Point-per-instance localization data
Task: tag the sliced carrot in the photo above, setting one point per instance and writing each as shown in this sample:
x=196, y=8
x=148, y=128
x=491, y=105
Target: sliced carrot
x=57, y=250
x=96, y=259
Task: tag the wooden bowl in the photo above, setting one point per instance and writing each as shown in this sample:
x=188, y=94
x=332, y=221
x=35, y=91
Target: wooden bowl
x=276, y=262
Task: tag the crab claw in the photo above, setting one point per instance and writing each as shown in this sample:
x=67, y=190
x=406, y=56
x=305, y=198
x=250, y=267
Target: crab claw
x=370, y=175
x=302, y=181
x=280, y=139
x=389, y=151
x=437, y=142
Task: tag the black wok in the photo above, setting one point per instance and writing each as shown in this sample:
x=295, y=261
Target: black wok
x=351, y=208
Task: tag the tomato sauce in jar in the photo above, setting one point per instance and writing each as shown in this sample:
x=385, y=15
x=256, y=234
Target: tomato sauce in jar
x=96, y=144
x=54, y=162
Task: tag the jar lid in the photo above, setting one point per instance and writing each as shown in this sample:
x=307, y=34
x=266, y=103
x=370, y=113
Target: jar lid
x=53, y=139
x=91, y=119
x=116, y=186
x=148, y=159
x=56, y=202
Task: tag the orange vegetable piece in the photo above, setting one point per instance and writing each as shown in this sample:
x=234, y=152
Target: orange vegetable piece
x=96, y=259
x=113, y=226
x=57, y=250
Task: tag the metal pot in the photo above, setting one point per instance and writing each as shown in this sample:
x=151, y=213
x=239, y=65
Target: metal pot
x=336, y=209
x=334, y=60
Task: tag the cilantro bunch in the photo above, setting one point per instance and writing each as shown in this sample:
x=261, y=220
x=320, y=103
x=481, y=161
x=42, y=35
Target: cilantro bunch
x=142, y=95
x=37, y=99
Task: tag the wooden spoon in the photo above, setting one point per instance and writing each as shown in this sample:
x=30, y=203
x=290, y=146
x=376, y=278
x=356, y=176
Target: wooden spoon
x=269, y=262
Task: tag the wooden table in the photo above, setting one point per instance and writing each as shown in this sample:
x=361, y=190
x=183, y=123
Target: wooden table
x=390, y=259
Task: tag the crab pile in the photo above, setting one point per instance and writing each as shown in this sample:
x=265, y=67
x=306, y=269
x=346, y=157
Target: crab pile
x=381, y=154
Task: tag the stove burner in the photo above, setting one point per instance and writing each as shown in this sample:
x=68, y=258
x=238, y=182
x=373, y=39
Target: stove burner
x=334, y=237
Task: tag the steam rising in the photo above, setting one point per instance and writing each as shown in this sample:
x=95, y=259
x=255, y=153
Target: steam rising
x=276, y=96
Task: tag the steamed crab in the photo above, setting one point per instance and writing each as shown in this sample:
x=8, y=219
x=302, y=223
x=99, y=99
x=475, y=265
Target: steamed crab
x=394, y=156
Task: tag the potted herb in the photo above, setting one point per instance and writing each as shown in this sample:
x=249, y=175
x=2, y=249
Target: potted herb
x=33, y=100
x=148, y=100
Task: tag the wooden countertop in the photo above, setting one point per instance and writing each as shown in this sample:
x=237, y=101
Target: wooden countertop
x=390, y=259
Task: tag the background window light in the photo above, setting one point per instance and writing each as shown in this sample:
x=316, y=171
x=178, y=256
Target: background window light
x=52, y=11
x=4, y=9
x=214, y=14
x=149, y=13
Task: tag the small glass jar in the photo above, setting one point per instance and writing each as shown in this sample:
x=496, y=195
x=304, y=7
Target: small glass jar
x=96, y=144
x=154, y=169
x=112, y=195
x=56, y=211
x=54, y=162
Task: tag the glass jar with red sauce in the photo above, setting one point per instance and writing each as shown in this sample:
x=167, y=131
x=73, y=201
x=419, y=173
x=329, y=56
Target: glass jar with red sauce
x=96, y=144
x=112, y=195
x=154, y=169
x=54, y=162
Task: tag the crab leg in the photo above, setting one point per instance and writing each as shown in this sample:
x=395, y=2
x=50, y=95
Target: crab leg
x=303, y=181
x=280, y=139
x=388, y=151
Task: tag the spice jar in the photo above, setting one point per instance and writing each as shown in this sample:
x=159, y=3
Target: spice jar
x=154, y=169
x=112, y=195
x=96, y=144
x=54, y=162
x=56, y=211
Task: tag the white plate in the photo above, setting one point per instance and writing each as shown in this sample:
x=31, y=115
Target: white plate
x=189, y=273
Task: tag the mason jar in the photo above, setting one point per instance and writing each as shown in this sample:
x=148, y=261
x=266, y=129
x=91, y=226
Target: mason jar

### [Work to complete]
Determine how many lines above contain the string "mason". Give only that number.

### [Response to this task]
2